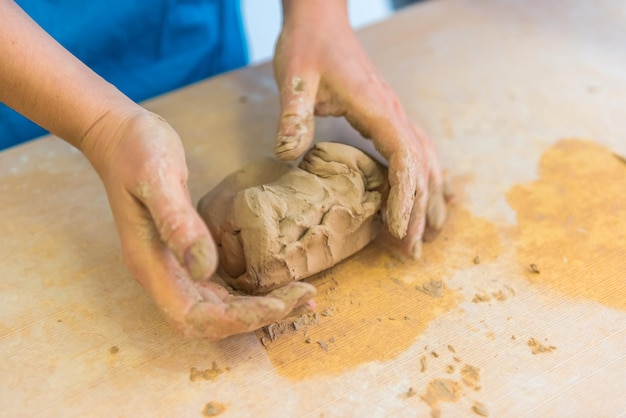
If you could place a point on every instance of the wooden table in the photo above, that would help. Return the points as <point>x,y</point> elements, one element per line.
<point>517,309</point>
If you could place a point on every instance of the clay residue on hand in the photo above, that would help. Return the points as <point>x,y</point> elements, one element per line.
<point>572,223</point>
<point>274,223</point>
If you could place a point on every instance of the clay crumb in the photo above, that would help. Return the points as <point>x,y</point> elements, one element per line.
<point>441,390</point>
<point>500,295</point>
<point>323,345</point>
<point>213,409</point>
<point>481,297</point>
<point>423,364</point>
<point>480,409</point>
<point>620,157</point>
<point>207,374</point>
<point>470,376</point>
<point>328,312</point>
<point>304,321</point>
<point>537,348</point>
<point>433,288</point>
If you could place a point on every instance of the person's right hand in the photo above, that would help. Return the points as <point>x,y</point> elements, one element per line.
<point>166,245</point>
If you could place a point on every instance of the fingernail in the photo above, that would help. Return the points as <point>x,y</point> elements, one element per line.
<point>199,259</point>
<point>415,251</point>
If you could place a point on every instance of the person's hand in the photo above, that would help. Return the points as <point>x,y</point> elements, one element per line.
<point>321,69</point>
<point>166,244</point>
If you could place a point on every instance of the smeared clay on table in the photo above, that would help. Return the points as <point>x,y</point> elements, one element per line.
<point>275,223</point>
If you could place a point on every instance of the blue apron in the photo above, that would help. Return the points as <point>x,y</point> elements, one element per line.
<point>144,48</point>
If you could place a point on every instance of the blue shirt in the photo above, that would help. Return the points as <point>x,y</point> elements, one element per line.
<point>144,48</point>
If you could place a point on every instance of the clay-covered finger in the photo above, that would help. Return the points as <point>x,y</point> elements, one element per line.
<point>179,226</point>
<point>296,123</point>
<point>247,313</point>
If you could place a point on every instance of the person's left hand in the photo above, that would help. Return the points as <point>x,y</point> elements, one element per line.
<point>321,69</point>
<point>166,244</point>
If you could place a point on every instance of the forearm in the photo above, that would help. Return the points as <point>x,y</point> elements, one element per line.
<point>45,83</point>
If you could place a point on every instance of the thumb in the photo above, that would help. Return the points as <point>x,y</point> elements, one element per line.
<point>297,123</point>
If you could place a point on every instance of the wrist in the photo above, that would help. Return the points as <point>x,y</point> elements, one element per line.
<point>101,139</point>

-----

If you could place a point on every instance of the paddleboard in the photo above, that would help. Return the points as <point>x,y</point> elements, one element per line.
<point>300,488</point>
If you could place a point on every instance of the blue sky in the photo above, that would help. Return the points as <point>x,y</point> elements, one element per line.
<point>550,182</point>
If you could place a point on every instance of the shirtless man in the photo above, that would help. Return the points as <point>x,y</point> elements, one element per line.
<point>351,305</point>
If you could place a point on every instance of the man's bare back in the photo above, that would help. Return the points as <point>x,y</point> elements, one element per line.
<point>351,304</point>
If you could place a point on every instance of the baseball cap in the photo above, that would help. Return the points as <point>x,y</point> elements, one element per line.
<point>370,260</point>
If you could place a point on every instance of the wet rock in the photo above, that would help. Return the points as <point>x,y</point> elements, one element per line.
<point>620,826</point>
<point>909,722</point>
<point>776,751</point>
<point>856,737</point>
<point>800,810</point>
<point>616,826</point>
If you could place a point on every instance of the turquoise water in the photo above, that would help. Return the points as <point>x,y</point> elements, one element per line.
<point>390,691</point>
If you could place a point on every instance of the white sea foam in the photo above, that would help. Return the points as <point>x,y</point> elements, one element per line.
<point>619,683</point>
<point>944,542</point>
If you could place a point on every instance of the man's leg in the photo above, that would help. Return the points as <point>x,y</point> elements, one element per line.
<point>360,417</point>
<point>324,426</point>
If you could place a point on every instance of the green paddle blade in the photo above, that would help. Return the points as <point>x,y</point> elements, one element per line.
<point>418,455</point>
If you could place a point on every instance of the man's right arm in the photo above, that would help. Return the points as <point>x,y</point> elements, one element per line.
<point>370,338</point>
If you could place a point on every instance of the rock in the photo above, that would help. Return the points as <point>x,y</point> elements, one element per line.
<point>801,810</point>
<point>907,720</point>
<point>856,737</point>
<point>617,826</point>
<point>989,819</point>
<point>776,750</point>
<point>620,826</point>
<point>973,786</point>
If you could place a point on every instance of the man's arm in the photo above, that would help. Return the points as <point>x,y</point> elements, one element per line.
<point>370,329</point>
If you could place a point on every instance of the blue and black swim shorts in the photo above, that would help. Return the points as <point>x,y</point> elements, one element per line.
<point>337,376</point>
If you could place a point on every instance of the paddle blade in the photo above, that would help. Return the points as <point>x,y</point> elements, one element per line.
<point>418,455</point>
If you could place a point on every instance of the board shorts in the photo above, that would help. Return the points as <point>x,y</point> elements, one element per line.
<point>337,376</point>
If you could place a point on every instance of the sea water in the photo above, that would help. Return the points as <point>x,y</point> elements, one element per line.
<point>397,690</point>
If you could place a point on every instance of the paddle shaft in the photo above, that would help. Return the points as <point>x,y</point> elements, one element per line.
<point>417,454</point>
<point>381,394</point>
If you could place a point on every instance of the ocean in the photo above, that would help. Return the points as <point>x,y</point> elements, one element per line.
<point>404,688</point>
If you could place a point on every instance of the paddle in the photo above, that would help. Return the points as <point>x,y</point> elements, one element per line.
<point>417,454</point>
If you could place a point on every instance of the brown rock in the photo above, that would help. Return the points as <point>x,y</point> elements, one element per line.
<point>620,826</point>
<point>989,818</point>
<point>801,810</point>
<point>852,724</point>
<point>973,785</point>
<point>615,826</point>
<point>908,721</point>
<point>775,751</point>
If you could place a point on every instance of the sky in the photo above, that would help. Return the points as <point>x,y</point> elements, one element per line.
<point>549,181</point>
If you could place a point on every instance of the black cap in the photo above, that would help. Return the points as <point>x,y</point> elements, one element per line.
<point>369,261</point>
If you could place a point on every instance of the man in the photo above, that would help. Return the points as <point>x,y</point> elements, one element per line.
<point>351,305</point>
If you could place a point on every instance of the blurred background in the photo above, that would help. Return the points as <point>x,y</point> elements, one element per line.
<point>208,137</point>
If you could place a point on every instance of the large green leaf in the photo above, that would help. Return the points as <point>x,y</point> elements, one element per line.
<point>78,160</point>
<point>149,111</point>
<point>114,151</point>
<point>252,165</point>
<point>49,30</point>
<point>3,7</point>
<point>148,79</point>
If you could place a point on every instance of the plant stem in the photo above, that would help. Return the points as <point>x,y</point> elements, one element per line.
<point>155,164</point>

-----

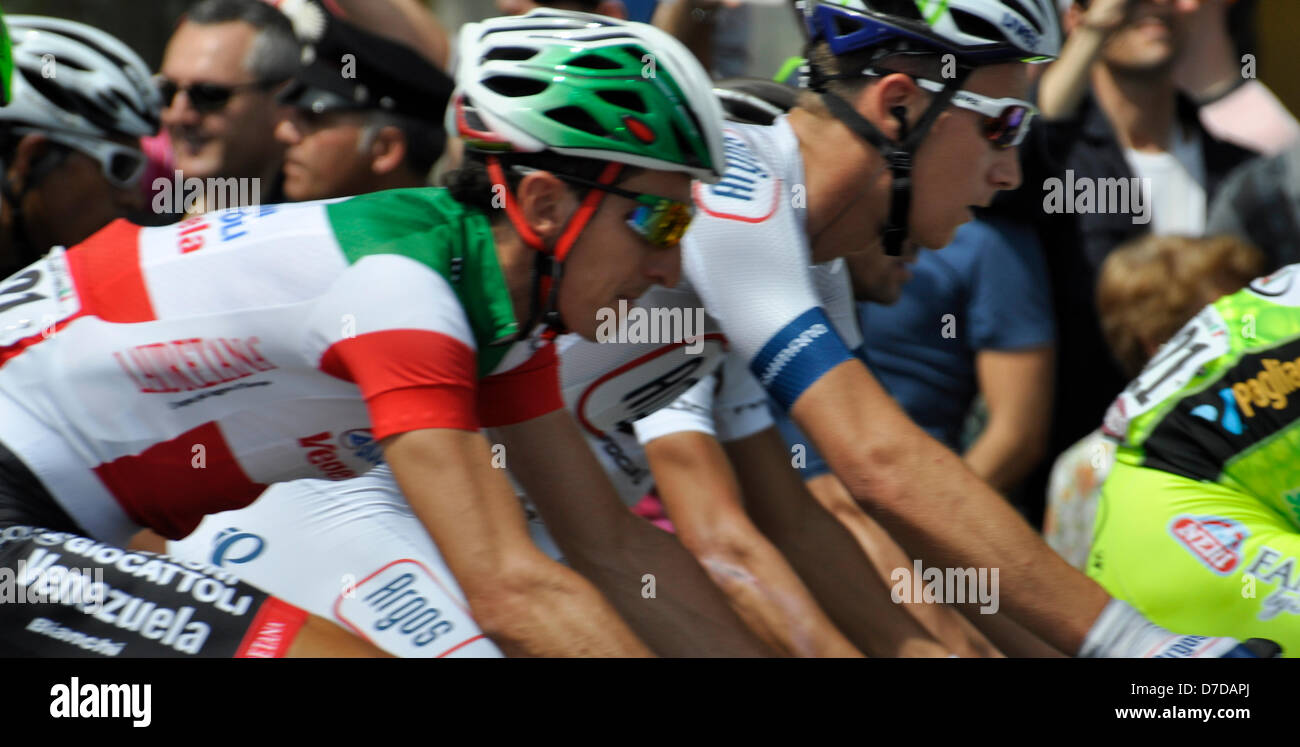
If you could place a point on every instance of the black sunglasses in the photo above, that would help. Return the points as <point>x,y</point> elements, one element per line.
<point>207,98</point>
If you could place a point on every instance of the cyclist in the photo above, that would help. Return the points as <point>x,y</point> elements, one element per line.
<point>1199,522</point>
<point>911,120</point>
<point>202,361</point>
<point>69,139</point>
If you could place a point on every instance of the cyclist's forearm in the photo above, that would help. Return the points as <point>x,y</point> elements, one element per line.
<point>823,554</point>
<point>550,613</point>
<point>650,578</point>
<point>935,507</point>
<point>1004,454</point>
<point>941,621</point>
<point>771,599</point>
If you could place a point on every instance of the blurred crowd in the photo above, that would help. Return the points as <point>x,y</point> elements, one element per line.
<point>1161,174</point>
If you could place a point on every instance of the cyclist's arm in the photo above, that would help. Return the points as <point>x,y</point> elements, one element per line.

-----

* **TO BE DONE**: Render the items from the line with "the black cap" to the line with "<point>148,79</point>" as a two-column CSV headed text and response. Give one row per item, with its text and its answer each in one quoted field and line breaks turned into spaces.

* **FINAL ANSWER**:
text,response
"If you could place a point on every instance of the black cap in the photo above, that would help. Return the points as <point>x,y</point> elements, one element per line.","<point>369,261</point>"
"If you could place a point on every instance of the man in the photo above, that would help. Return the points as <point>x,y</point> elements, one element per line.","<point>351,305</point>"
"If you could place a point on every instance of the blurred background in the photo above, that would help. Return the points as <point>x,y</point> elements, one element per line.","<point>208,137</point>"
"If you could place a point on every instance of the large green leaf in the photo above, that would help. Return the points as <point>x,y</point> elements, one element per line.","<point>78,160</point> <point>149,111</point> <point>114,151</point> <point>252,165</point> <point>49,30</point> <point>3,7</point> <point>148,79</point>"